### Study text
********
There are many, ever-changing challenges in the transport sector. With this reality in mind, last 30 October Madrid hosted a workshop entitled “Cybersecurity in Logistics and Transport”. Promoted by the Organización Empresarial de la Logística y el Transporte (Logistics and Transport Business Organisation) (UNO), companies and players from the industry met to address the issue in depth.
One of the main focuses was the European Cybersecurity Directive, analysing its requirements and the measures set forth by the law to protect and manage incidents of this type throughout the logistics chain. Cyber Crime in the Transport Sector was the other star topic of the meeting, handled from a more practical point of view, with real examples.
Debates and success stories
The event was inaugurated by the secretary general of UNO, Francisco Armada. Next, the head of the Cybersecurity Service and OCC of the CNPIC, Alberto Francoso Figueredo shed light on the Spanish situation with the aforementioned European cybersecurity directive. Following, a speech was given by the director of Commercial Cybersecurity at Minsait, Carlos Fernández Martínez, where he mentioned protective and management measures against possible cyber incidents in logistics.
Halfway through the morning, guests attended a debate table addressing cybersecurity challenges for companies in the logistics sector. This panel had speakers such as the head of Information Security for Correos (Spanish post), Jesús García, the vice-president of Ceva Logistics, Pedro Luis de las Heras, and more.
The programme continued with a talk by Alberto Redondo Sánchez, captain of the Technological Crime Group with the Civil Guard and a presentation of a success story in cybersecurity with a big retail client, given by José María Blanco, director of Strategic Intelligence for Prosegur Ciberseguridad. A debate with Mahou and Bonduelle on how companies are tackling cybersecurity in the supply chain ended the conference before a round of conclusions.
********
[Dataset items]
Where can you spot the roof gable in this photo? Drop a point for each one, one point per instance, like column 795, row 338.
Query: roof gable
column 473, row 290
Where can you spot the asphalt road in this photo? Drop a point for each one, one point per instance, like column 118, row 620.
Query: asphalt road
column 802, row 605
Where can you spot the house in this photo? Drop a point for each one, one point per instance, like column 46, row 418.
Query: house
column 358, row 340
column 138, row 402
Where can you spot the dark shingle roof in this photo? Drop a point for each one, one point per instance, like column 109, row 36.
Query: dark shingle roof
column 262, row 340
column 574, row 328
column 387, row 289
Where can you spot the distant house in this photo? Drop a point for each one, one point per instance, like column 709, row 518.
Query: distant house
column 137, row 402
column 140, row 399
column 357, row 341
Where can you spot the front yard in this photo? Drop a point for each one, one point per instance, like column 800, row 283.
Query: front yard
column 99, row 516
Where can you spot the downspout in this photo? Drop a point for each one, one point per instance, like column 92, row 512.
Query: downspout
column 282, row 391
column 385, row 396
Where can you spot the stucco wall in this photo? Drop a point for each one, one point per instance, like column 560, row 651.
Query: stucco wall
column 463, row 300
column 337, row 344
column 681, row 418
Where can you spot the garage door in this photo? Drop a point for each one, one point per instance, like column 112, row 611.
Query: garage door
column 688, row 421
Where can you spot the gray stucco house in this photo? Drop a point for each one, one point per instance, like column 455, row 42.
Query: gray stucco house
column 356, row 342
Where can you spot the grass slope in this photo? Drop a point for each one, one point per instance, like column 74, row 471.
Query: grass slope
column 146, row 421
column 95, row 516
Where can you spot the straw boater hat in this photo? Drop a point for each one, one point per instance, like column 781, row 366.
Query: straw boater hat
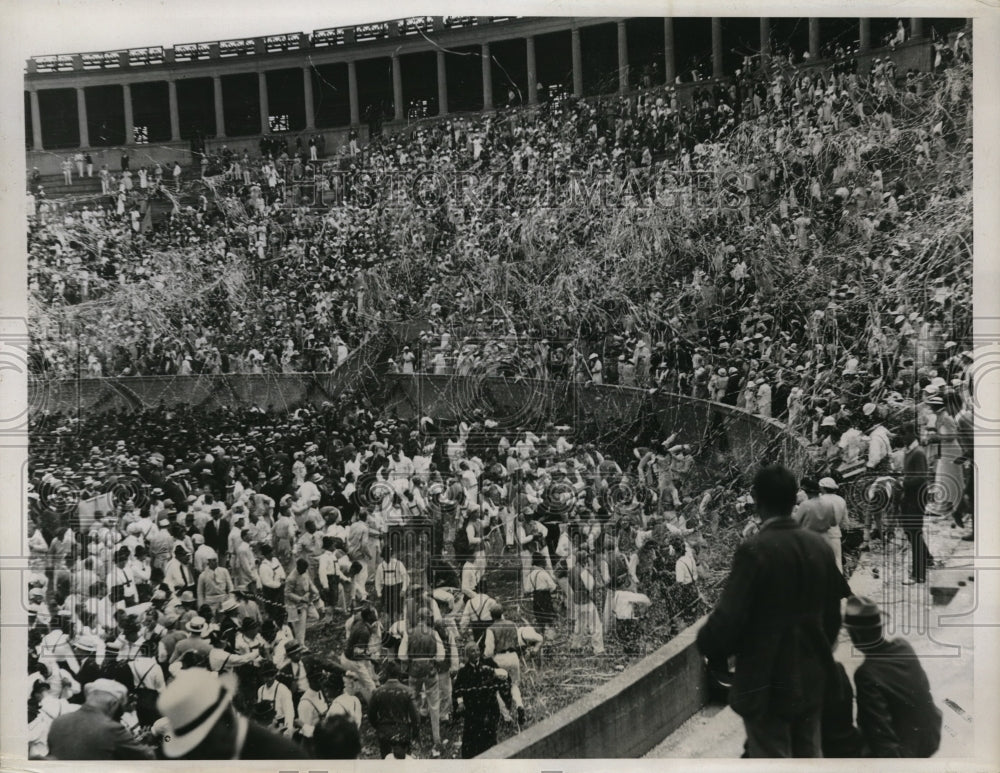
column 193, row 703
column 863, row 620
********
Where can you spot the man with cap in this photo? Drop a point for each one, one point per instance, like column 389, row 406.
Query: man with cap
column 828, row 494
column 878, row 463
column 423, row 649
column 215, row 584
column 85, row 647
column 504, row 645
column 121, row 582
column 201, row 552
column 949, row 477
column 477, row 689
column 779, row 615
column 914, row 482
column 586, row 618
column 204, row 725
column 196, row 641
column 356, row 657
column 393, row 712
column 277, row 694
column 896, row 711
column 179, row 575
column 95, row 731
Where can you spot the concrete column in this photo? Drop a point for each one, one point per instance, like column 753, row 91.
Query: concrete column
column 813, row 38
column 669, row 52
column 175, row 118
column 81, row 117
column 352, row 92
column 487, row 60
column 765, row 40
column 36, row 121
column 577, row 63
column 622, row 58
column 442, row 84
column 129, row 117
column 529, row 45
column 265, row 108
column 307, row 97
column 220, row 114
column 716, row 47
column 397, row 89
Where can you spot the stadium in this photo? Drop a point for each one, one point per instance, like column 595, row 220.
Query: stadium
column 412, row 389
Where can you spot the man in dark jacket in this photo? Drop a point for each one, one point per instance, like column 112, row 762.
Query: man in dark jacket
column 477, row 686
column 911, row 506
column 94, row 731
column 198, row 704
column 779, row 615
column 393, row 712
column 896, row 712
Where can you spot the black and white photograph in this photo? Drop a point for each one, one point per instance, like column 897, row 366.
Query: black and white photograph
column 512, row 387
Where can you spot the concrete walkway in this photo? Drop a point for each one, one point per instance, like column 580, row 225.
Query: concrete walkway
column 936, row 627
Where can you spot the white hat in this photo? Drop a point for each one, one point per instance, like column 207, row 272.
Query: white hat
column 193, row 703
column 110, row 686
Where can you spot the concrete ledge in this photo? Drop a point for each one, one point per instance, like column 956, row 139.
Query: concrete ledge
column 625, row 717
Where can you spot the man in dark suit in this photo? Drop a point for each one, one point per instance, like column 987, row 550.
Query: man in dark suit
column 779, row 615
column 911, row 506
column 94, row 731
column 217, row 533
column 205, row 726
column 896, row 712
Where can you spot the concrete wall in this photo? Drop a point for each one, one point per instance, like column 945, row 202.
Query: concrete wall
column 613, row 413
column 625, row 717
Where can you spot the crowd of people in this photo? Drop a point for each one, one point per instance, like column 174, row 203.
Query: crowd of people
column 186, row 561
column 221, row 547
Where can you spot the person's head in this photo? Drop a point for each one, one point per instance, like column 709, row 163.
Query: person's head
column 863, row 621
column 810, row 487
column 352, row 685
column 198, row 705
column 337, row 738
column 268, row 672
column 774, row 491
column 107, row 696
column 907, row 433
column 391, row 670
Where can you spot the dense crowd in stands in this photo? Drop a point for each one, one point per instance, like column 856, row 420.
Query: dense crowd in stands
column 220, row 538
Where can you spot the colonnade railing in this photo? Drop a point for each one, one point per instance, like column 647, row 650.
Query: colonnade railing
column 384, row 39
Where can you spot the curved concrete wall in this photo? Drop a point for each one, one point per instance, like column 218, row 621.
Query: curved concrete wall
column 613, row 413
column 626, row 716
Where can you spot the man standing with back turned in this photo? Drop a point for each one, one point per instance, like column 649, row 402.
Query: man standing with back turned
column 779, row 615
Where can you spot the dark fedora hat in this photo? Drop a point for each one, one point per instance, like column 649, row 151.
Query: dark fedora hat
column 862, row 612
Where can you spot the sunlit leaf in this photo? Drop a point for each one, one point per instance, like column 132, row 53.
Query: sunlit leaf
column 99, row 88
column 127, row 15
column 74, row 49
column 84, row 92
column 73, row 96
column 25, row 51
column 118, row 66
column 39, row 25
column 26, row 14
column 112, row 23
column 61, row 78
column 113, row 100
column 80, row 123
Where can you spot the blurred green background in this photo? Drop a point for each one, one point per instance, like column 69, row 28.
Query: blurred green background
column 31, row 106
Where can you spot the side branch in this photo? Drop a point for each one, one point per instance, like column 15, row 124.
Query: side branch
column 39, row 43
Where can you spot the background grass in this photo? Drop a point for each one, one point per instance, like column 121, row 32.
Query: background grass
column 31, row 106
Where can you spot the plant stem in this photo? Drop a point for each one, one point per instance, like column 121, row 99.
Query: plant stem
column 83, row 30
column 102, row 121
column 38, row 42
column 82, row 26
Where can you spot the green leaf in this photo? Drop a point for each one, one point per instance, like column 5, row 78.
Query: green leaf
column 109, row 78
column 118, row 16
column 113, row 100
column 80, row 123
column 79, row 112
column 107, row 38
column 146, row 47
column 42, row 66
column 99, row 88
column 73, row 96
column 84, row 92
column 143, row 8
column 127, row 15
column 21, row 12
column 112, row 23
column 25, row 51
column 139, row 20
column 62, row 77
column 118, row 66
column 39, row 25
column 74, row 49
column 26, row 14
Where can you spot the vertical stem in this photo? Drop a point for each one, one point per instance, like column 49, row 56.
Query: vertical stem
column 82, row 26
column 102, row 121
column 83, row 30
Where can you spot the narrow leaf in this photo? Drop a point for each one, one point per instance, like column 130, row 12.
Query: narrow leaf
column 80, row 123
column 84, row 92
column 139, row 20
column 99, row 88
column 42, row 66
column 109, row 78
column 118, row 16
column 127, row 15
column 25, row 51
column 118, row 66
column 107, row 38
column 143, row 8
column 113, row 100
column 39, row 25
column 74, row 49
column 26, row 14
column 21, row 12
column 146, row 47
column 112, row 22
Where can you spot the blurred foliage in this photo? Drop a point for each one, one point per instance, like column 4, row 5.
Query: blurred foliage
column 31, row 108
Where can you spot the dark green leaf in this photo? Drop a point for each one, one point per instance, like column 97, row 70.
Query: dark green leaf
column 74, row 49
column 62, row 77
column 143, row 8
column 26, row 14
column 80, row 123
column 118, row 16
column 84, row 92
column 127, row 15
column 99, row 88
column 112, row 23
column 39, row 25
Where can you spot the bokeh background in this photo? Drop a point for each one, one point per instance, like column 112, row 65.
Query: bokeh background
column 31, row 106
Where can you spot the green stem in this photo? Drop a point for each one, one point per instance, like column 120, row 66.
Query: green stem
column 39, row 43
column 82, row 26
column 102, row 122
********
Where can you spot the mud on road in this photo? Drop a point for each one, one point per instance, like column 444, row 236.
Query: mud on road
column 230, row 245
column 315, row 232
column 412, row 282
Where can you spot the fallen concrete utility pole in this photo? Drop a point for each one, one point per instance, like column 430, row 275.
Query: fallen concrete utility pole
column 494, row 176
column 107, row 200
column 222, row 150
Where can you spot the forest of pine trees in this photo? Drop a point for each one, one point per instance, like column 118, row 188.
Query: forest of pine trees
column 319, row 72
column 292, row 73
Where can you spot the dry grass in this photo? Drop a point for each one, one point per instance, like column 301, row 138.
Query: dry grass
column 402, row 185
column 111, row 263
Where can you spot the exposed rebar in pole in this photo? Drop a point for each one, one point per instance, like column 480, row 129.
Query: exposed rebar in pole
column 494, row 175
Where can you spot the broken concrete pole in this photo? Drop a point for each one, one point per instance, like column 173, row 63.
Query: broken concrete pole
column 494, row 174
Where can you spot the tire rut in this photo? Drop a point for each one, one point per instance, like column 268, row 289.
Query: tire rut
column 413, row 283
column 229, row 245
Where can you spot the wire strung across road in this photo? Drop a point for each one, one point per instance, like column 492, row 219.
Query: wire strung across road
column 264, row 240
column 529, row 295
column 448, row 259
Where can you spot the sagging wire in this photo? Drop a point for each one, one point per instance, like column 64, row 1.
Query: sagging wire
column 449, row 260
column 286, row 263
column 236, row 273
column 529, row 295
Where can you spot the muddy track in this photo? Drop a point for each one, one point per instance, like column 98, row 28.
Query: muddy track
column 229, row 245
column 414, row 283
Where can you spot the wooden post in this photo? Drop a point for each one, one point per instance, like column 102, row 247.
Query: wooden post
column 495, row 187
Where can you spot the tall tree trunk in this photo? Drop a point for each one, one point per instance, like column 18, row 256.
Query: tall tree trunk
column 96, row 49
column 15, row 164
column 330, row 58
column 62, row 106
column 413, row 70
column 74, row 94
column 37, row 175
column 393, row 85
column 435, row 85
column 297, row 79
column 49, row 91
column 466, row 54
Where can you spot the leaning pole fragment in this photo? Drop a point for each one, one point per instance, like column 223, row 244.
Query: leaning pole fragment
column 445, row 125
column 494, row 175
********
### Goal of the exercise
Answer these questions from the workshop report:
(a) Which organization promoted the workshop?
(b) Who inaugurated the event?
(c) Which two companies took part in the debate that ended the conference?
The records have nothing to do with this.

### Solution
(a) The Organización Empresarial de la Logística y el Transporte (UNO)
(b) Francisco Armada, secretary general of UNO
(c) Mahou and Bonduelle